Stored data

*-*-*

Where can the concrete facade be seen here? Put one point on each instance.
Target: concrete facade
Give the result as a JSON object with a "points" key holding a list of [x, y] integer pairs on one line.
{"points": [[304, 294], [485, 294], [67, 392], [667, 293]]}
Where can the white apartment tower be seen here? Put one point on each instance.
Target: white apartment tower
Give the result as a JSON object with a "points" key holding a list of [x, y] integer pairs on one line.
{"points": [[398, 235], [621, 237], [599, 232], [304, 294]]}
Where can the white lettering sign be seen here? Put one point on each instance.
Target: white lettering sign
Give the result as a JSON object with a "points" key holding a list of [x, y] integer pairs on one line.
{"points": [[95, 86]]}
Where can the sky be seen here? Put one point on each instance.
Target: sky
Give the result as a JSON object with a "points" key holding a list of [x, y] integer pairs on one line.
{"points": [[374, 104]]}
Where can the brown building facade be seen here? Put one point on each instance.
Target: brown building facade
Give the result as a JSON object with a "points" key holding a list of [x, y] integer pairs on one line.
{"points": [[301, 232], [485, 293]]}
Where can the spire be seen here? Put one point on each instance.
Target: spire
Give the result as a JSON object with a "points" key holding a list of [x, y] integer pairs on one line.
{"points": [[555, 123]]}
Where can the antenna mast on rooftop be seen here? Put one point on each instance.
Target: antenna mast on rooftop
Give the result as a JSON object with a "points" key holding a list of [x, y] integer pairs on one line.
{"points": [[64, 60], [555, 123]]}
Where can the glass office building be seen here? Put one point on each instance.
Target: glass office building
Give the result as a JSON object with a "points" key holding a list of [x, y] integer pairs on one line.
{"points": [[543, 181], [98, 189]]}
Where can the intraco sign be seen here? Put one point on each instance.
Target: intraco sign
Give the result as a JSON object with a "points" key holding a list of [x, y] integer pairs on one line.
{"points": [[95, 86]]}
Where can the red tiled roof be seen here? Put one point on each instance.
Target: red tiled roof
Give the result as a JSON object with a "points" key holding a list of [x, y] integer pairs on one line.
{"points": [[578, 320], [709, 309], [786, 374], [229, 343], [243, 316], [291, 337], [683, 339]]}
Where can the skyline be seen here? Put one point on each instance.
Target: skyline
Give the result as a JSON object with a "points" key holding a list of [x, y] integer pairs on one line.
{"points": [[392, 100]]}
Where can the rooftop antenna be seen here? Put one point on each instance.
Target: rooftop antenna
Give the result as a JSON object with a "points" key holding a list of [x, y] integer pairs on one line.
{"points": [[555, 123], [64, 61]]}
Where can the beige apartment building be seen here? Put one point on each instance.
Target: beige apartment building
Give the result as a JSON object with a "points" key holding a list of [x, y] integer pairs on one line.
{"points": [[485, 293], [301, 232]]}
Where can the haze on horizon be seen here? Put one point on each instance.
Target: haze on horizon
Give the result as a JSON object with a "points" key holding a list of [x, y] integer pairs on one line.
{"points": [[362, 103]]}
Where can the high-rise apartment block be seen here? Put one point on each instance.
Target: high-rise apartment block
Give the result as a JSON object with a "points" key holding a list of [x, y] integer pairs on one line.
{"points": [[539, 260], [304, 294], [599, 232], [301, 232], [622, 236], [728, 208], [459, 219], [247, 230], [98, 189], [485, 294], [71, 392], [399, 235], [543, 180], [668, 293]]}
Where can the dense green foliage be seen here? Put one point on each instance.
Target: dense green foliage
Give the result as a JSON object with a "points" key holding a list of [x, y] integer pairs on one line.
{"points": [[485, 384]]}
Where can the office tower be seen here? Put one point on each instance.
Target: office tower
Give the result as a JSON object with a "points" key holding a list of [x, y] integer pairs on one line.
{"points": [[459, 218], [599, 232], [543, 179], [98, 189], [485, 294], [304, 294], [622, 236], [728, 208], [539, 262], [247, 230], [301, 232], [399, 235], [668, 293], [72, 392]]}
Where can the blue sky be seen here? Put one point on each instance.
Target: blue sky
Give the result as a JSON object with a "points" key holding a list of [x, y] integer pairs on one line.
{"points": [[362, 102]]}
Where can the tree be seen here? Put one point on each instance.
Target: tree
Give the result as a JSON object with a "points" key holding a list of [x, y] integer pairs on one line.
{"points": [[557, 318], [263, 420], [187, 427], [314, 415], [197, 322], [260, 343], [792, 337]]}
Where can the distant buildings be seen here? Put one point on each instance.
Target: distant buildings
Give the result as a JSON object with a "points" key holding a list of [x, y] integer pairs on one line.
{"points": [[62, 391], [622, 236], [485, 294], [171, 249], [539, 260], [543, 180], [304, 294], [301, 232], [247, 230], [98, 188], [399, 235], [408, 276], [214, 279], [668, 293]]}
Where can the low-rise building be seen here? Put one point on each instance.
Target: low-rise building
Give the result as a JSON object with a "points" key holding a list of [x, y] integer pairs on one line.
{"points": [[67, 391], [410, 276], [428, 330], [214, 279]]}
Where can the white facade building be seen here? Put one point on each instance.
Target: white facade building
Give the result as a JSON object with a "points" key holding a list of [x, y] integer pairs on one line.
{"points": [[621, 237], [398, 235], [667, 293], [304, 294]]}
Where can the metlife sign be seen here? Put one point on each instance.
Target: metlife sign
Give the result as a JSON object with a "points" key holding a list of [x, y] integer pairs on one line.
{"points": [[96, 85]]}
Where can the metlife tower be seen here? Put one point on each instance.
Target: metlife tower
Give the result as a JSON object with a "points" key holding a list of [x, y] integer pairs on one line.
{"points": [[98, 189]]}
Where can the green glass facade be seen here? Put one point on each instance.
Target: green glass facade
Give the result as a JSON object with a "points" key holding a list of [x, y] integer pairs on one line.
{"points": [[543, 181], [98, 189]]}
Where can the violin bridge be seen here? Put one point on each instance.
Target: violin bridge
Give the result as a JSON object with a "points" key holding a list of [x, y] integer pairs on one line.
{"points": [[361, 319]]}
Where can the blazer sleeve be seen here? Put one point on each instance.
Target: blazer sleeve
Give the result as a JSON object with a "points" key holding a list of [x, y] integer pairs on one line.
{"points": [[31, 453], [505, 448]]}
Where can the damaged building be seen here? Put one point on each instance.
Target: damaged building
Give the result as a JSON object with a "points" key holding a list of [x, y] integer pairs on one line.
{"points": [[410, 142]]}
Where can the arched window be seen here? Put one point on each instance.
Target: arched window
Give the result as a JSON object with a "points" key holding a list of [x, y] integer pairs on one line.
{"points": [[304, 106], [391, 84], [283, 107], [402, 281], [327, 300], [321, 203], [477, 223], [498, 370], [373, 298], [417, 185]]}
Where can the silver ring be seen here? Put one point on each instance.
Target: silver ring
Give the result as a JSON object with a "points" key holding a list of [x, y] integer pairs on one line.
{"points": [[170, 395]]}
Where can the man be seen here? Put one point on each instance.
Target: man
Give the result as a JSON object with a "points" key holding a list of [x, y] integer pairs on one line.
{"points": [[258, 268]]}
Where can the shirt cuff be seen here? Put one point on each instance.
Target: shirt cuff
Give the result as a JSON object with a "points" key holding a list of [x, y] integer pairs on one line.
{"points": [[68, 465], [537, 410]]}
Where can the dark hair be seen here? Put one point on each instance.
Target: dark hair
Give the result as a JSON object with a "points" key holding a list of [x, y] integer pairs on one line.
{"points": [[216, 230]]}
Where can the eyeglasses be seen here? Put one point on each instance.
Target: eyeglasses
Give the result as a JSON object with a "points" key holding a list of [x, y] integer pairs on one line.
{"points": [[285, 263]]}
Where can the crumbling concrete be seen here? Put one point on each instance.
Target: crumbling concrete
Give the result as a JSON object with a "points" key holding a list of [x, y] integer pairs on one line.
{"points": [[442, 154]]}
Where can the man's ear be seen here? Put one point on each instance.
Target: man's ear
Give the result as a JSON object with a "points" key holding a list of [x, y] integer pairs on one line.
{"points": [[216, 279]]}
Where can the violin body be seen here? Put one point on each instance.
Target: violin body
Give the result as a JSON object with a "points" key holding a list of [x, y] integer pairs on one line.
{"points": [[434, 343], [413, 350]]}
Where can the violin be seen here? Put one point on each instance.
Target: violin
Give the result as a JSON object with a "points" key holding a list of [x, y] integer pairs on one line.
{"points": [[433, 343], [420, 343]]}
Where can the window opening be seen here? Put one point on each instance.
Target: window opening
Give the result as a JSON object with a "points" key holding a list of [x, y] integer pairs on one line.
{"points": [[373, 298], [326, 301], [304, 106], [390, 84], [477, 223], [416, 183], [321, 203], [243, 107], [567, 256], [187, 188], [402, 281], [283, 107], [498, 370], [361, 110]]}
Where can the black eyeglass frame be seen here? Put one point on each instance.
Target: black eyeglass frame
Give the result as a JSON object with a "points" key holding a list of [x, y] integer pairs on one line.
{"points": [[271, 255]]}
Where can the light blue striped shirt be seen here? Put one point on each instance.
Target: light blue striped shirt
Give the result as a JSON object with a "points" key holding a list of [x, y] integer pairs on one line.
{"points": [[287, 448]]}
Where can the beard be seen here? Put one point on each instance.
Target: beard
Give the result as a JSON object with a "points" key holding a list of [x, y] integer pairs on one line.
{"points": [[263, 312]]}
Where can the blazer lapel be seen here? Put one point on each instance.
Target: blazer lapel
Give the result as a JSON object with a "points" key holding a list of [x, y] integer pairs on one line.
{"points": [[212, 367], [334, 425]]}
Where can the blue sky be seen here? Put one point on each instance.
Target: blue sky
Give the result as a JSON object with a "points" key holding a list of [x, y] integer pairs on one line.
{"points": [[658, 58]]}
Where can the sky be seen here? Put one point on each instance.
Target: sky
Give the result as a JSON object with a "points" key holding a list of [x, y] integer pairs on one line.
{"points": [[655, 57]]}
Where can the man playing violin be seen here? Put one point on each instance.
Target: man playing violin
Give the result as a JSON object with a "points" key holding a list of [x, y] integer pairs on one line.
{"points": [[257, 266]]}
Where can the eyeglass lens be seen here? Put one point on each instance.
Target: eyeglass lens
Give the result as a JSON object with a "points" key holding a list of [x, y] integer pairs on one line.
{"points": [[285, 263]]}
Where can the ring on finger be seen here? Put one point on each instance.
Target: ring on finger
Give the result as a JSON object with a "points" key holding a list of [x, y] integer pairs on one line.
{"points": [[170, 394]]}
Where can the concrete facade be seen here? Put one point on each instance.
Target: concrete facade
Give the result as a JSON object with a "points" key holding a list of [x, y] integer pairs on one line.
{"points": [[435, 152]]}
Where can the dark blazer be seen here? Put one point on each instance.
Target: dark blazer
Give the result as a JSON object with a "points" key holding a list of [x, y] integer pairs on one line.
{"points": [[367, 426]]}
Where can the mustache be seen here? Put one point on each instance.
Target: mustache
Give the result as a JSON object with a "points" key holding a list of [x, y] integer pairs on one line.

*-*-*

▶ _TASK STATEMENT_: Taking the entries above, print exactly the lines starting at the line with "Where can the blazer sleeve" and ending at the line with "Target: man's ear", both included.

▶ _TASK OUTPUT_:
Where can the blazer sleeve be seen here? Put one point on each instance.
Target: blazer sleeve
Give the result as a JSON object with a "points" key holding a list of [x, y] integer pairs on one line.
{"points": [[31, 453], [505, 448]]}
Where can the damaged building be seen here? Put one point on each instance.
Target: damaged building
Give the result as a JSON object with a "points" key holding a list of [x, y] integer pairs on one line.
{"points": [[410, 142]]}
Where can the arched window be seen here? Put one point on each instance.
Target: arched window
Give the result as a JSON object with a "points" key holding a list of [x, y] integer pairs on one line.
{"points": [[304, 106], [391, 84], [283, 107], [402, 281], [327, 300], [321, 203], [477, 223], [498, 370], [373, 298], [417, 185]]}
Where can the silver ring be seen here? Put one point on each instance.
Target: silver ring
Give the result as a JSON object with a "points" key holding a list of [x, y] integer pairs on one line.
{"points": [[170, 395]]}
Where can the man be seen here? Put one point on each instance.
Target: man
Give the result as a JSON object with a "points" key holding a list of [x, y] integer pairs on one line.
{"points": [[258, 268]]}
Where can the shirt cuff be seen here? Put one point on each instance.
Target: shirt cuff
Give the result as a JSON object with a "points" key holding a list of [x, y] integer pairs on one line.
{"points": [[68, 465], [537, 410]]}
Where can the dark hair be seen here? Put one point on each instance.
Target: dark hair
Give the result as a JSON object with a "points" key holding a list of [x, y] integer pairs on one line.
{"points": [[216, 230]]}
Where can the eyeglasses be seen here? Put one point on each instance.
Target: eyeglasses
Give the result as a JSON object with a "points" key holding a list of [x, y] integer pairs on one line.
{"points": [[285, 263]]}
Where can the crumbling concrete be seen here? Put one point on each instance.
Target: crumbling concrete
Give the result as a JSON object with a "points" key holding a list of [x, y] integer pairs on one line.
{"points": [[442, 154]]}
Where can the man's ear be seen here? Put one point on each instance.
Target: man's ear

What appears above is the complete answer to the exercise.